→ THE RECORDS:
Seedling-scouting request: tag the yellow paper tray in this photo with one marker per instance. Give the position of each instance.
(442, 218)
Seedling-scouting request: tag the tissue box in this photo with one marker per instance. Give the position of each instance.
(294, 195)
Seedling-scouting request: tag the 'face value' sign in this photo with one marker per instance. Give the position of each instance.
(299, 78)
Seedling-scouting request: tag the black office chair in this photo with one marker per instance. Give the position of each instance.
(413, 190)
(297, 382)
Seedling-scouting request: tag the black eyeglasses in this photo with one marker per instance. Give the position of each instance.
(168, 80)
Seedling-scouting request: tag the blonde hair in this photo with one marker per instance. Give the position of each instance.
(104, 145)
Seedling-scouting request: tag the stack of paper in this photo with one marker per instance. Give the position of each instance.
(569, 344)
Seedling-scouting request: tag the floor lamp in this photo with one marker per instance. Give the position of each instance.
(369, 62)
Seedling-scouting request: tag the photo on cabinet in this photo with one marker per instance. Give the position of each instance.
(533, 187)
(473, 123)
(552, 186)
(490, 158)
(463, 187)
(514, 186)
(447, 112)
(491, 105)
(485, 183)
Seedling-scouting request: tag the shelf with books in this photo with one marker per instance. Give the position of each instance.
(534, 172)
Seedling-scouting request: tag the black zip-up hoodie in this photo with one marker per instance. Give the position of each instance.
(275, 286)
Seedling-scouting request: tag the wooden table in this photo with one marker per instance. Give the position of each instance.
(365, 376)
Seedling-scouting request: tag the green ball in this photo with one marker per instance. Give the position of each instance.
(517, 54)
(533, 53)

→ REQUEST: Reproduce all of the data above, replacing every "Seedling-scouting request" with "Labeling request" and leaving everything else unchanged.

→ SOLUTION FOR THIS EXERCISE:
Labeling request: tag the yellow paper tray in this photo with one marker per instance. Give the position of each instance.
(442, 218)
Labeling request: tag the tissue box in this photo with one marker per instance. Give the position of each instance.
(294, 195)
Labeling request: tag the 'face value' sign in this photo with one marker per instance. Give the position of each instance.
(299, 78)
Labeling request: tag the black office chair in this photo with one marker per instance. Give the position of each instance.
(413, 190)
(297, 382)
Labeling request: tag the black eyeglasses in this photo with one marker per instance. Give the position of each instance.
(168, 80)
Labeling request: tag the blonde hair in this photo with one marker per instance. Give the position of each instance.
(104, 145)
Labeling request: tag the stack of paper in this photo with one marker per instance. Give the position of each instance.
(569, 344)
Labeling request: tag the floor lamp in this photo with one marker per instance. Give the position of each instance.
(369, 62)
Labeling request: tag the photo on cabinet in this photo with one marker per instance. Give the position of each instance.
(533, 187)
(473, 123)
(552, 186)
(490, 158)
(463, 187)
(514, 186)
(447, 112)
(491, 105)
(485, 183)
Labeling request: tag the shelf with books in this photo with one marker per instance. Give the position of each instance.
(534, 172)
Labeling request: tag the black zip-up hoodie in this photo with one marker per instance. Give the position of each instance.
(275, 286)
Labeling request: tag the wooden table in this photo with one marker per instance. Give the position of each instance.
(365, 376)
Labeling request: tag the green ball in this photo with one marker per instance. Give the position of each instance.
(517, 54)
(533, 53)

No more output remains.